PROBLEM STATEMENT »
Answer these questions using the survey description below.
1. How many Labour Force Survey rotation groups make up each SLID panel?
2. Between which months of the year do interviewers collect information?
3. What is the primary method used for imputing income data?

--- start EXCERPT TO READ ---

The questionnaire was designed for Computer-Assisted Telephone Interview, which means that as the questions were developed, the associated logical flows into and out of the questions were programmed. This included specifying the type of answer required, the minimum and maximum values, on-line edits associated with the questions and what to do in case of item non-response. The initial version of the questionnaire was focus-group tested. When applicable, questions used in other Statistics Canada surveys were implemented in SLID to improve comparability across surveys.
This is a sample survey with a cross-sectional design.
The samples for SLID are selected from the monthly Labour Force Survey (LFS, record number 3701) and thus share the latter's sample design. The LFS sample is drawn from an area frame and is based on a stratified, multi-stage design that uses probability sampling. The total sample is composed of six independent samples, called rotation groups, because each month one sixth of the sample (or one rotation group) is replaced.
The SLID sample is composed of two panels. Each panel consists of two LFS rotation groups and includes roughly 17,000 households. A panel is surveyed for a period of six consecutive years. A new panel is introduced every three years, so two panels always overlap.
Responding to this survey is voluntary.
Data are collected directly from survey respondents and extracted from administrative files.
For each sampled household in SLID, interviews are conducted over a six-year period. Every year between January and March, interviewers collect information regarding respondents' labour market experiences and income during the previous calendar year. Information on educational activity and family relationships is also collected at that time. The demographic characteristics of family and household members represent a snapshot of the population as of the end of each calendar year.
SLID interviews are conducted over the telephone using computer-assisted interviewing (CAI). The interviewer reads the questions as they appear on the computer screen and keys in the reported information. Skip-patterns and edits are built into the collection software, allowing interviewers to immediately detect and resolve response inconsistencies. Collection of date-related information (e.g., employment spells, jobless spells, interruption of work), is greatly improved by the use of such an interactive data capture technique. Another advantage of the CAI technology is the feeding back of details from the previous interview, helping respondents to recall past events.
Proxy response is accepted in SLID. This procedure allows one household member to answer questions on behalf of any or all other members of the household, provided he or she is willing to do so and is knowledgeable.
View the Questionnaire(s) and reporting guide(s).
A series of verifications took place to ensure that the records were consistent and that collection and capture of the data did not introduce errors. Reported data were examined for completeness and consistency using automated edits coupled with manual review. Some responses reporting uncommon values or characteristics were processed manually.
The primary method employed for imputing income data in this survey is to use the previous year's data, updated for any changes in circumstances. Only in the absence of such data are income figures imputed using the "nearest neighbour" technique in SLID.
Amounts received through certain government programs, such as child tax benefits, the Goods and Services Harmonized Sales Tax Credit, and the Guaranteed Income Supplement, are also derived from other information. Data obtained from the tax route are complete and do not need imputation.
The estimation of population characteristics from a survey is based on the premise that each sampled unit represents, in addition to itself, a certain number of unsampled units in the population. A basic survey weight is attached to each record to indicate the number of units in the population that are represented by that unit in the sample.

--- end EXCERPT TO READ ---
--- start GIVEN INFORMATION ---

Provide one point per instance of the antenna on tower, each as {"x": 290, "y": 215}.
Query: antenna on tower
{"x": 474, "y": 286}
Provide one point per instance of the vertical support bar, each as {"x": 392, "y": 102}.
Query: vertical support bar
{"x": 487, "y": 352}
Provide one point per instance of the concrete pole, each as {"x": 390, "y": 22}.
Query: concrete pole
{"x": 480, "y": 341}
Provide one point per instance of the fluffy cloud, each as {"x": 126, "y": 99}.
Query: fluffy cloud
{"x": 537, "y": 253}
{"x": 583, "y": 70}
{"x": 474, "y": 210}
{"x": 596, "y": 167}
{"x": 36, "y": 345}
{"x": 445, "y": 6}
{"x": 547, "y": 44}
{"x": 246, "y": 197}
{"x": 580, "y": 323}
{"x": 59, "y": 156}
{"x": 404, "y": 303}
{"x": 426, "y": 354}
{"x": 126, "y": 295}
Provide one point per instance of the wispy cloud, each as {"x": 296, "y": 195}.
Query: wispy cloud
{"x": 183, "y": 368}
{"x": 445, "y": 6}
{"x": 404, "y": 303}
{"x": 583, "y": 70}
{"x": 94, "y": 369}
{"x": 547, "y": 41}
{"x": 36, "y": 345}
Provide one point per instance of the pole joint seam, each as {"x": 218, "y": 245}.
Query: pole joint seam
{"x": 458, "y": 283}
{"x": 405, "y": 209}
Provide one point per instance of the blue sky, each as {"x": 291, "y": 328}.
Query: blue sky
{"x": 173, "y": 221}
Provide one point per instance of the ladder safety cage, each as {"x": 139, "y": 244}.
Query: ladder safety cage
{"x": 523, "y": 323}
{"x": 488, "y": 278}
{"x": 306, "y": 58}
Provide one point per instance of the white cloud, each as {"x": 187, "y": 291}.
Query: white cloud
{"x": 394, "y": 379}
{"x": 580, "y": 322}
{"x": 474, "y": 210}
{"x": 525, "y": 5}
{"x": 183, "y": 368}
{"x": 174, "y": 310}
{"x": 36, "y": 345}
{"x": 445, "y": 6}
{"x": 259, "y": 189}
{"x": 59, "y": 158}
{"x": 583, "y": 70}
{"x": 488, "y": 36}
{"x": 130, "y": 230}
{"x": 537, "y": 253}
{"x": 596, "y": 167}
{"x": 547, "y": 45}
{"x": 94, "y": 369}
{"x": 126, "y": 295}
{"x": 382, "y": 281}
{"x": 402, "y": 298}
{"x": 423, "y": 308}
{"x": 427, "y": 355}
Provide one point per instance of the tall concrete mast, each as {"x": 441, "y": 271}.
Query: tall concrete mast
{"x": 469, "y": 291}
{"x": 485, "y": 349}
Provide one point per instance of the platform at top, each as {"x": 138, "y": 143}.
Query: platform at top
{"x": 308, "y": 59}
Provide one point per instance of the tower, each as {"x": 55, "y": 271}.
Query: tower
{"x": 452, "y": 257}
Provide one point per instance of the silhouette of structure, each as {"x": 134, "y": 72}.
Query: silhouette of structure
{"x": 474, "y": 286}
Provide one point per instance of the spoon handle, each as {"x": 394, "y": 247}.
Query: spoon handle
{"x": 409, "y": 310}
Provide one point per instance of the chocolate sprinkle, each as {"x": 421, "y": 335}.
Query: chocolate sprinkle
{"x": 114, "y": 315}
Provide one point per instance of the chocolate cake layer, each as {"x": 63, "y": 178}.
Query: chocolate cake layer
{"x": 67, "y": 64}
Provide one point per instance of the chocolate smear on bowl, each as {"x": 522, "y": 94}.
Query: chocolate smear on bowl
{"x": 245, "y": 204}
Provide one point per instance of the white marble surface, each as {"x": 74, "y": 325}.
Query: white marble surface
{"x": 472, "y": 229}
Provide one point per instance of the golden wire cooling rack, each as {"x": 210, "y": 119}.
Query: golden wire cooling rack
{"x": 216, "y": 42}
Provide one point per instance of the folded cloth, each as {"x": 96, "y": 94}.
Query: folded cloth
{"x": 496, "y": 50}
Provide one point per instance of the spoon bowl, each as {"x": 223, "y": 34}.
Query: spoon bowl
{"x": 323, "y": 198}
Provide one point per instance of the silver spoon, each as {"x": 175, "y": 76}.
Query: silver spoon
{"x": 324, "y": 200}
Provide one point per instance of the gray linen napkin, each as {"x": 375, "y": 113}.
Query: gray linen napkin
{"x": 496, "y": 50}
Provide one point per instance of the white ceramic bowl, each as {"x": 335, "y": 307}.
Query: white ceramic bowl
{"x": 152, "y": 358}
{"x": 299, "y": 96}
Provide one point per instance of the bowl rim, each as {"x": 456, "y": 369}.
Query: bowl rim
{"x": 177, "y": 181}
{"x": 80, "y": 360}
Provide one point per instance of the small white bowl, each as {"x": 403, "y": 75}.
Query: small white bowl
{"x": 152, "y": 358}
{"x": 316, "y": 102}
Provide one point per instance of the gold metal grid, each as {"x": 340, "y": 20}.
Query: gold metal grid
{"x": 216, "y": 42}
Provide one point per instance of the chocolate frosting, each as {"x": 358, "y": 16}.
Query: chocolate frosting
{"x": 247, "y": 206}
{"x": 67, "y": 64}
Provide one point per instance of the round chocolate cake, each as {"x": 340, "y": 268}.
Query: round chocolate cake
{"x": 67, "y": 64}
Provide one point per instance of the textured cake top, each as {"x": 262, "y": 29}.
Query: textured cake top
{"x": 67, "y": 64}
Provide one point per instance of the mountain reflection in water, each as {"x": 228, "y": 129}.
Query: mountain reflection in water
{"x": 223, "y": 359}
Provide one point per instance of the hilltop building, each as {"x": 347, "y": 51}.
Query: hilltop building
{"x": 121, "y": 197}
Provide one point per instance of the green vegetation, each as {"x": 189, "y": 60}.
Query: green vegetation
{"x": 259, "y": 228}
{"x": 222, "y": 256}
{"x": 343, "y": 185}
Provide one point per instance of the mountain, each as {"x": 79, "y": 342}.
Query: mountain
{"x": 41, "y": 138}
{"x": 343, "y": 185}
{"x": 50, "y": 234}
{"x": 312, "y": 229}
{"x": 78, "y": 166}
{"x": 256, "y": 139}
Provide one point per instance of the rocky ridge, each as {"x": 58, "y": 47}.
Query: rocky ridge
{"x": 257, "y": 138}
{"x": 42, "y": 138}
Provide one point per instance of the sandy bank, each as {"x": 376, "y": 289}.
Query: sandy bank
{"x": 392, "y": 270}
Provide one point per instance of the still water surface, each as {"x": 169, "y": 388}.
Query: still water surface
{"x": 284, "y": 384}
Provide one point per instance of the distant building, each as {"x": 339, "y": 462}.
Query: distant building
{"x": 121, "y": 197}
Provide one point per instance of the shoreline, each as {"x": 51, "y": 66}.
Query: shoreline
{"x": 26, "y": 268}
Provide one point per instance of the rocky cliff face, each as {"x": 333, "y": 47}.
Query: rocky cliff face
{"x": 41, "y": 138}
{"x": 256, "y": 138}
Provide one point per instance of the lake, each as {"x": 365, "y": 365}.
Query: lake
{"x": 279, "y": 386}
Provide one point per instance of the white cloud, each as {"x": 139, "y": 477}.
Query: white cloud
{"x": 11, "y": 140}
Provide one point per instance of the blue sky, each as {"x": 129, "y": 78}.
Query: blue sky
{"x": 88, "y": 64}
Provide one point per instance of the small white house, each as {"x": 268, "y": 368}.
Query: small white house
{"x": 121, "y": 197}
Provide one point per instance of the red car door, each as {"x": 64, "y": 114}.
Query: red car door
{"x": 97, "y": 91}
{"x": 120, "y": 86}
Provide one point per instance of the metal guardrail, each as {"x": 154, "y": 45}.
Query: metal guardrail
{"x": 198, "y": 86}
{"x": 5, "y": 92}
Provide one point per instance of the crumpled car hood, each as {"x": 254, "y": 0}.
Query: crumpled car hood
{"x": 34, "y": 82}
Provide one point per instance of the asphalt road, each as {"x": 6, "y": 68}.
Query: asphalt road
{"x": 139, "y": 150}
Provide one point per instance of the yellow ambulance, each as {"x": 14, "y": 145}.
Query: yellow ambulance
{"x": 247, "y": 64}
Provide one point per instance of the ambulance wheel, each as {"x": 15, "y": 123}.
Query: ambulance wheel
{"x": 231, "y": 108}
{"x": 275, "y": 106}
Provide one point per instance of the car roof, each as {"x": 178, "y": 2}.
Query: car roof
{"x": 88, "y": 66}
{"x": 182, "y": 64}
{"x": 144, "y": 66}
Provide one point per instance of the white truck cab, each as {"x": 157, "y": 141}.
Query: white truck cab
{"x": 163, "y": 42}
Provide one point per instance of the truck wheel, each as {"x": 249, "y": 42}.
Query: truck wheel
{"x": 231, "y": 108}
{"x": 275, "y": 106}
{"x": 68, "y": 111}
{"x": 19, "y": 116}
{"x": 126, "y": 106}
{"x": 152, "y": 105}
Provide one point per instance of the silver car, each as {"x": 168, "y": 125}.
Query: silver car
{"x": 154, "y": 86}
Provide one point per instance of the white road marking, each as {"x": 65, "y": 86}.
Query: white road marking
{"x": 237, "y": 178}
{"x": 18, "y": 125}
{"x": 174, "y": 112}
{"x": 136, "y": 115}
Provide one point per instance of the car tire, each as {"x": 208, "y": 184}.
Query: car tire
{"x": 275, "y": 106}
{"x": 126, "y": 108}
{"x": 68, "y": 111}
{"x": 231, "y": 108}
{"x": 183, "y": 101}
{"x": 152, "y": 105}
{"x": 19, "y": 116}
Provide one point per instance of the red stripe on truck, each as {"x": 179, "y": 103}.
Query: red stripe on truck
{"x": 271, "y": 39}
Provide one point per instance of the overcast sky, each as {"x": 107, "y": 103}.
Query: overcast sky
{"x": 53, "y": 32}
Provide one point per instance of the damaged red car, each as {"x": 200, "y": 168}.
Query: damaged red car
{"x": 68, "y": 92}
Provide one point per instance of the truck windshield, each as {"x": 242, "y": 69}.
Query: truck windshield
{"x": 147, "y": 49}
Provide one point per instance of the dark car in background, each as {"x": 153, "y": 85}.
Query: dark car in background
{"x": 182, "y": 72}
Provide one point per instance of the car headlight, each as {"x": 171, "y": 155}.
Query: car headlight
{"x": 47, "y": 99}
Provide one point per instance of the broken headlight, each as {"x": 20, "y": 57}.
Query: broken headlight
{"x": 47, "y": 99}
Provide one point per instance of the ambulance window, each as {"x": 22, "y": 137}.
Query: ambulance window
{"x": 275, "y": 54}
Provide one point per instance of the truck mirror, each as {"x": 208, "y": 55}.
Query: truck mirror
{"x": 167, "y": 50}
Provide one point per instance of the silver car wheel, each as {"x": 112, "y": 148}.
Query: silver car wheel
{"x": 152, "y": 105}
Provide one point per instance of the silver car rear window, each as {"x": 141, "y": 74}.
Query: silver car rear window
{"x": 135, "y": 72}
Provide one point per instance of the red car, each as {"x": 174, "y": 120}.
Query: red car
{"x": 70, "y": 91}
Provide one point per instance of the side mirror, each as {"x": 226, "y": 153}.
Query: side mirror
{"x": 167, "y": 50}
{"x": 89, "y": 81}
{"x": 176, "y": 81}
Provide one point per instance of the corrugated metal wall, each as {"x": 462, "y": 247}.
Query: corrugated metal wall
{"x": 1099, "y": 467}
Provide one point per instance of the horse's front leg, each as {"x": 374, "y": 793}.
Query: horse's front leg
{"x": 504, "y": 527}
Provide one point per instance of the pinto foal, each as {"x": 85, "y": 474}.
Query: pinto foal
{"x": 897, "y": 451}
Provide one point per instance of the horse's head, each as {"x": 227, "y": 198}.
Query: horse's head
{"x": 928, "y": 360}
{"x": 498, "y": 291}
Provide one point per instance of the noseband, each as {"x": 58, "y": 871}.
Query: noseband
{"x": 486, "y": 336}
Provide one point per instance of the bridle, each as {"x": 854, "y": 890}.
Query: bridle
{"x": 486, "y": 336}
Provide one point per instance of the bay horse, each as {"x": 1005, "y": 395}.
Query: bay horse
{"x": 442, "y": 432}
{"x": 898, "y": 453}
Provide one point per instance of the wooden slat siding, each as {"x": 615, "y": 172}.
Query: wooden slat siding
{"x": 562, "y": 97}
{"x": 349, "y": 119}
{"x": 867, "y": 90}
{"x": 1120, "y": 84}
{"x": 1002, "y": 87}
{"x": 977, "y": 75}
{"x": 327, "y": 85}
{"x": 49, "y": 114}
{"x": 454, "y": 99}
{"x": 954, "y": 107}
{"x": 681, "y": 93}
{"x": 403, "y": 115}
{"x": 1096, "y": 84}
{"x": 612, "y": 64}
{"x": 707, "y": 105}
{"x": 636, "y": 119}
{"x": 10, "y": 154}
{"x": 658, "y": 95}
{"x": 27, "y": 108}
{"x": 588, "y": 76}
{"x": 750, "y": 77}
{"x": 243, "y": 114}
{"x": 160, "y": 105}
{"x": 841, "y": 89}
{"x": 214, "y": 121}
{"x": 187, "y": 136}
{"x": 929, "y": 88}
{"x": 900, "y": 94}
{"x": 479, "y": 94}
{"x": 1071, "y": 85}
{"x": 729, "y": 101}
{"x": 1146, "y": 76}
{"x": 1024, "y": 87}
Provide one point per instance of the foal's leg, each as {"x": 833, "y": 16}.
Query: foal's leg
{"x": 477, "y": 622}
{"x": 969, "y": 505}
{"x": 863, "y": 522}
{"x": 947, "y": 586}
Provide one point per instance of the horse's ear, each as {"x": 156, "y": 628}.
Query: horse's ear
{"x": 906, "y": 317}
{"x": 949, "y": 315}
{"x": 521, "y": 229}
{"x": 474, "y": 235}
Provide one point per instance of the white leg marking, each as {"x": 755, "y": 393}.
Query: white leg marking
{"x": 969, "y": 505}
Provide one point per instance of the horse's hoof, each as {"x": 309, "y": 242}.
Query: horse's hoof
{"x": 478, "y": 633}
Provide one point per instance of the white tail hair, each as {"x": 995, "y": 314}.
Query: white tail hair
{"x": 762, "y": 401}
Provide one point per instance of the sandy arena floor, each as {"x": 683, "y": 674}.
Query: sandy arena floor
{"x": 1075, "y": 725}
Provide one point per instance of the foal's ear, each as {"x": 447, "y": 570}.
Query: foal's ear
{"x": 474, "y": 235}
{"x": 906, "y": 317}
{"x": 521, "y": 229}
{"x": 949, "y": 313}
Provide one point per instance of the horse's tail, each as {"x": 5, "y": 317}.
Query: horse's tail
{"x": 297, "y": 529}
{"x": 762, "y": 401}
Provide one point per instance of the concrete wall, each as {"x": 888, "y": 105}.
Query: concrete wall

--- end GIVEN INFORMATION ---

SOLVED PROBLEM »
1. Two rotation groups.
2. January and March.
3. Using the previous year's data, updated for any changes in circumstances.